_SOURCE EXTRACT_:
___

How long should it take to learn English? The answer depends on many things, such as your motivation and your age. But you’re never too old to pick up some tips to speed up your learning.
Learn some techniques with Rob and Finn in this edition of 6 Minute English, and find out about our brand new BBC Learning English course.
According the last UK census taken in 2011, what percentage of the British population speaks a first language that is not English?
Hello I’m Rob. Welcome to 6 Minute English. I’m joined today by Finn. Hi Finn.
Today we’re talking about something we have some expertise in or knowledge about. That’s teaching English.
That’s right Rob. We work on the BBC’s Learning English website – hopefully giving people around the world a helping hand in learning a language that isn’t the one they usually use.
Well hopefully we’re about to make that learning journey a bit easier as we launch a brand new online course. But how long does it take someone to become a fluent speaker of English?
A good question Rob and one we’ll try to answer today. We’ll also be discussing some general ways to make learning English easier and explaining some learning-related vocabulary along the way. So let’s get started Rob.
Hold your horses Finn – not so fast! I have a question to ask you first. According the last UK census taken in 2011, what percentage of the British population speaks a first language that is not English?

___

_ITEMS_:
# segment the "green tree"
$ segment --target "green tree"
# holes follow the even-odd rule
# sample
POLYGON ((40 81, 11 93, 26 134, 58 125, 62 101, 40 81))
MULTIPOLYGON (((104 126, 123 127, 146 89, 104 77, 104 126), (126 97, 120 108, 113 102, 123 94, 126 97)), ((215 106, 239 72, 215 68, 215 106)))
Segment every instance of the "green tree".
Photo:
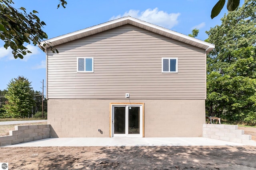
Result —
POLYGON ((24 117, 32 113, 34 100, 30 83, 23 76, 12 79, 5 95, 8 100, 4 106, 7 117, 24 117))
MULTIPOLYGON (((61 4, 66 8, 66 1, 59 0, 58 8, 61 4)), ((17 10, 12 6, 14 4, 12 0, 0 0, 0 39, 5 43, 4 48, 7 49, 10 47, 12 49, 15 59, 23 59, 24 55, 31 53, 24 43, 32 42, 34 45, 40 45, 40 41, 48 38, 42 30, 46 24, 36 15, 37 11, 33 10, 27 13, 26 8, 22 7, 17 10)), ((48 45, 44 43, 43 45, 48 45)), ((56 49, 49 47, 53 52, 58 53, 56 49)))
POLYGON ((194 38, 197 37, 197 35, 198 35, 198 33, 199 33, 199 30, 196 28, 195 28, 192 30, 192 33, 189 34, 188 35, 194 38))
MULTIPOLYGON (((212 10, 211 14, 212 19, 213 19, 220 14, 225 5, 225 0, 219 0, 217 2, 212 10)), ((240 0, 228 0, 227 9, 229 11, 234 11, 239 6, 240 3, 240 0)))
POLYGON ((256 2, 246 0, 222 18, 221 25, 206 31, 206 41, 215 45, 207 58, 210 115, 248 121, 254 115, 256 17, 256 2))
MULTIPOLYGON (((33 106, 33 114, 34 114, 38 111, 42 111, 42 92, 39 91, 34 91, 33 90, 34 94, 34 105, 33 106)), ((47 111, 47 101, 46 98, 44 97, 44 111, 47 111)), ((41 116, 42 117, 42 116, 41 116)))
POLYGON ((7 100, 5 98, 5 94, 7 92, 7 90, 5 89, 2 91, 0 90, 0 117, 4 117, 5 114, 4 106, 7 100))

___

_WHAT IS EXPECTED_:
Continue the 6 Minute English transcript on learning English, picking up right after Rob puts his 2011 census question to Finn.

_SOLVED EXERCISE_:
That’s an interesting one. My first guess is c) 14.7%.
We’ll find out if you are right or wrong later. So now we can discuss how learning English is getting easier. Of course there are a huge number of publications – books, leaflets and magazines – that can help teach you but there are those people who say that you can’t beat the real thing – a teacher. Someone who can explain a language to you face-to-face.
Yes but that comes at a cost and isn’t always practical – you might not have a school nearby. That’s why in the 21st Century, online seems to be the main method of learning. Technology is allowing the English language to come to you!
That’s true and that’s why we’ve launched a brand new English course that’s available on a computer, tablet or mobile phone. It’s aimed at intermediate learners and charts a pathway through the various aspects of the language.
We hope that by committing around 15 minutes a day to using it, a learner will see a real improvement in their English knowledge and skill. But as well as using the resources available online, how else can someone help themselves to get a better grasp – a better understanding – of English?
Well if someone wants to become a confident speaker of English, trainer Richard Hallows has some tips. Have a listen and see if you can hear what are the two main aspects of English that you need.
Richard Hallows – trainer in speaking English
Most importantly, you’ve got to have a a good range of vocabulary and grammar. You need to know lots of words, the more words you know the better, obviously. And similarly with grammar, the more grammar you have the better you can explain yourself. We also need to think about pronunciation – learners of English often worry about speaking like a native speaker… it’s not necessary to have a native accent.
OK, so Richard says you need a good range – or a wide variety – of vocabulary and grammar. The more words you know the more you can say – and the more grammar you know, the better you can say it…
Or even write it! One other tip is don’t try to sound like a native – so someone who speaks English as a first language. All these are things we aim to cover in our new course.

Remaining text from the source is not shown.